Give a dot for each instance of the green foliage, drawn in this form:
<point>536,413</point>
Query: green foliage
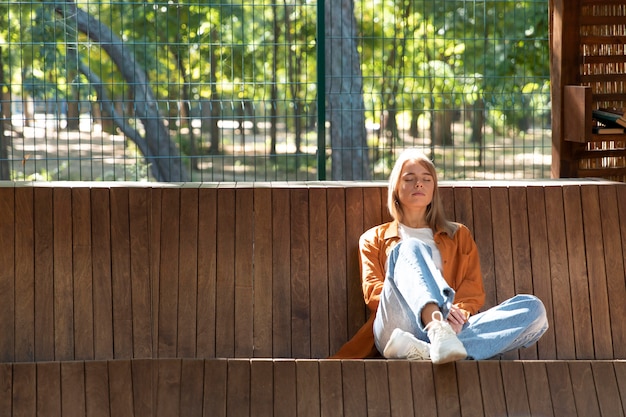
<point>416,55</point>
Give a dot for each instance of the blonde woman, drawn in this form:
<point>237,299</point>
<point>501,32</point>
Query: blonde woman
<point>421,279</point>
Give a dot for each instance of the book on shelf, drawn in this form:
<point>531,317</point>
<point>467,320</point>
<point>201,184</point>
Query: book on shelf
<point>601,130</point>
<point>609,118</point>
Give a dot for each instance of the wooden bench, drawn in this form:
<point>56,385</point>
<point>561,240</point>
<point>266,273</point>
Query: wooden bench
<point>225,300</point>
<point>588,71</point>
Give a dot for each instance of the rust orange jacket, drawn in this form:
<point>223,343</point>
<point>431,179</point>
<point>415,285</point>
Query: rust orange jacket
<point>461,269</point>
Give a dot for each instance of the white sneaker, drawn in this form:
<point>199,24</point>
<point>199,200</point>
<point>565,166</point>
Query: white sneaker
<point>445,346</point>
<point>403,345</point>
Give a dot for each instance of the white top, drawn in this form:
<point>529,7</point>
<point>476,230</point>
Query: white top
<point>424,234</point>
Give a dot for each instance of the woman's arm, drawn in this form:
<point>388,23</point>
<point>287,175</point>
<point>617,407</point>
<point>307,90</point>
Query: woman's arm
<point>372,269</point>
<point>466,277</point>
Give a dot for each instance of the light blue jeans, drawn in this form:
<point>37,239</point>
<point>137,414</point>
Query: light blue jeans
<point>413,281</point>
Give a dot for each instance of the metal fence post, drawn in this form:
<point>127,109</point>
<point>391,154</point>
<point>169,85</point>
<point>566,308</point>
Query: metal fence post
<point>321,92</point>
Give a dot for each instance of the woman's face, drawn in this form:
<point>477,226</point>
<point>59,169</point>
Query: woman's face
<point>416,186</point>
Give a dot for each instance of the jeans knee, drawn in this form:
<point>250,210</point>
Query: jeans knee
<point>536,310</point>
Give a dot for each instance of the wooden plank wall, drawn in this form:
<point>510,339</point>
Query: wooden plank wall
<point>237,271</point>
<point>260,387</point>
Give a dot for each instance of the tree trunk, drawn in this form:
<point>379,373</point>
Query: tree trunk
<point>344,92</point>
<point>161,154</point>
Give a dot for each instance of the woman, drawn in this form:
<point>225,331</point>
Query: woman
<point>421,277</point>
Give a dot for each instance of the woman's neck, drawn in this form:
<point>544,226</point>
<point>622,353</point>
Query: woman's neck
<point>415,220</point>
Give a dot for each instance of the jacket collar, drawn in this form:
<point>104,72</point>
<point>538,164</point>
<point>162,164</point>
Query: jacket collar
<point>393,231</point>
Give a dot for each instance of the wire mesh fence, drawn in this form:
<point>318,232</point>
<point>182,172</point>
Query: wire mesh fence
<point>217,91</point>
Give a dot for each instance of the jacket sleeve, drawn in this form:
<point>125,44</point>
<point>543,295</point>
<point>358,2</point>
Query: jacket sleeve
<point>372,268</point>
<point>468,282</point>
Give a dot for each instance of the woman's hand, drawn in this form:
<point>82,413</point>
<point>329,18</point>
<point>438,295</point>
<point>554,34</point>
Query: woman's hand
<point>457,318</point>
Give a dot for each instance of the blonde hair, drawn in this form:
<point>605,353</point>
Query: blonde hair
<point>435,215</point>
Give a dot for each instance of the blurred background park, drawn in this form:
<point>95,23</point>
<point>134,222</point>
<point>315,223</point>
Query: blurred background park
<point>261,90</point>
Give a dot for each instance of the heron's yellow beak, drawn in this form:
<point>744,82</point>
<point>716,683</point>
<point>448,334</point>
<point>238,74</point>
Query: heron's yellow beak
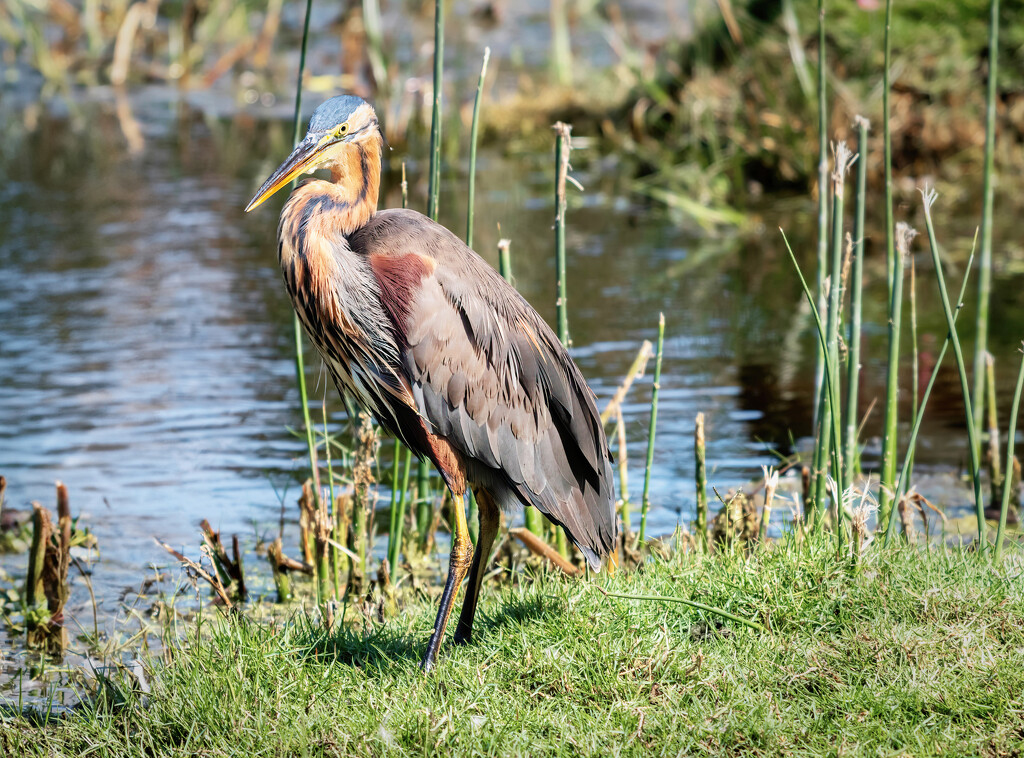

PROBLEM TO WORK ON: Rewrite every line of the items above as a numbered list, omitting blank lines and excluding the pictures.

TASK SOLUTION:
1. Give a dot for each instance of the green foliage, drawn in this form:
2. <point>536,413</point>
3. Query: green foliage
4. <point>416,55</point>
5. Give a dot for each instance of the blonde woman, drawn in this form:
6. <point>237,299</point>
7. <point>501,32</point>
8. Query: blonde woman
9. <point>421,279</point>
10. Give a dot for each instance of the book on shelf, drawn in this form:
11. <point>531,317</point>
12. <point>467,320</point>
13. <point>201,184</point>
14. Query: book on shelf
15. <point>601,130</point>
16. <point>609,118</point>
17. Give a dot for each instance of the wooden bench, drawn in this form:
18. <point>56,385</point>
19. <point>561,240</point>
20. <point>266,273</point>
21. Query: wooden bench
22. <point>225,300</point>
23. <point>588,71</point>
24. Give a dot for each instance of the rust orange jacket, drawn in this form:
25. <point>223,343</point>
26. <point>431,179</point>
27. <point>415,285</point>
28. Query: rust orange jacket
29. <point>461,269</point>
30. Give a dot for each instance of the white sneaker, drawn in this form:
31. <point>199,24</point>
32. <point>199,200</point>
33. <point>565,166</point>
34. Query: white sneaker
35. <point>445,346</point>
36. <point>403,345</point>
37. Give a dot for each instance of the white top, drawn in this form:
38. <point>529,7</point>
39. <point>476,230</point>
40. Query: white top
41. <point>424,234</point>
42. Give a dot for each instance of the woman's arm, drawn in this form:
43. <point>388,23</point>
44. <point>287,175</point>
45. <point>617,407</point>
46. <point>307,90</point>
47. Query: woman's arm
48. <point>372,269</point>
49. <point>466,277</point>
50. Give a dot for each instance of the light blue jeans, drawn in this form:
51. <point>37,239</point>
52. <point>137,414</point>
53. Query: light blue jeans
54. <point>413,281</point>
55. Give a dot for each instance of the metal fence post, drawn in this form:
56. <point>127,109</point>
57. <point>391,154</point>
58. <point>169,85</point>
59. <point>566,308</point>
60. Query: metal fence post
61. <point>321,92</point>
62. Give a dot for each instance of the woman's face, drawn in this form:
63. <point>477,226</point>
64. <point>59,169</point>
65. Query: woman's face
66. <point>416,186</point>
67. Give a dot for each instance of the jeans knee, drawn in this form:
68. <point>250,210</point>
69. Query: jeans knee
70. <point>536,310</point>
71. Give a dot for each instance of the wooden plank wall, drawn in this form:
72. <point>510,339</point>
73. Query: wooden plank wall
74. <point>237,271</point>
75. <point>260,387</point>
76. Give a dot for each instance of the tree trunk, drawn in this form:
77. <point>379,373</point>
78. Query: tree trunk
79. <point>344,92</point>
80. <point>161,154</point>
81. Give a dot for each instance of the woman, drawn in this form:
82. <point>225,331</point>
83. Query: woman
84. <point>421,277</point>
85. Give a dot for each instance of the woman's neck, drawn in this form:
86. <point>544,226</point>
87. <point>622,353</point>
88. Query: woman's neck
89. <point>415,220</point>
90. Give a dot for each instance of the jacket collar, drawn in this form:
91. <point>104,72</point>
92. <point>538,164</point>
93. <point>162,164</point>
94. Query: jacket collar
95. <point>393,231</point>
96. Give a dot for each instance of the wire mesh fence, drawn in this form:
97. <point>318,232</point>
98. <point>182,172</point>
99. Query: wire mesh fence
100. <point>217,91</point>
101. Give a dot for each instance of the jacket sleeve, drawn in this form:
102. <point>125,44</point>
103. <point>543,295</point>
104. <point>358,2</point>
105. Query: jacket sleeve
106. <point>372,268</point>
107. <point>468,282</point>
108. Give a dot for each instance of the woman's hand, drawn in this form:
109. <point>82,413</point>
110. <point>329,18</point>
111. <point>438,295</point>
112. <point>554,34</point>
113. Query: woman's hand
114. <point>457,318</point>
115. Give a dot for each instance of the blonde hair, drawn in this form:
116. <point>605,353</point>
117. Query: blonde hair
118. <point>435,215</point>
119. Give a dot for each instance of the blurred background park, drawn in this form:
120. <point>95,23</point>
121. <point>134,222</point>
122. <point>315,223</point>
123. Query: blurred background park
124. <point>261,90</point>
125. Give a dot for each instance of the heron's yellow beak, drawn in this form:
126. <point>744,82</point>
127. <point>716,683</point>
128. <point>448,334</point>
129. <point>238,74</point>
130. Query: heron's yellow beak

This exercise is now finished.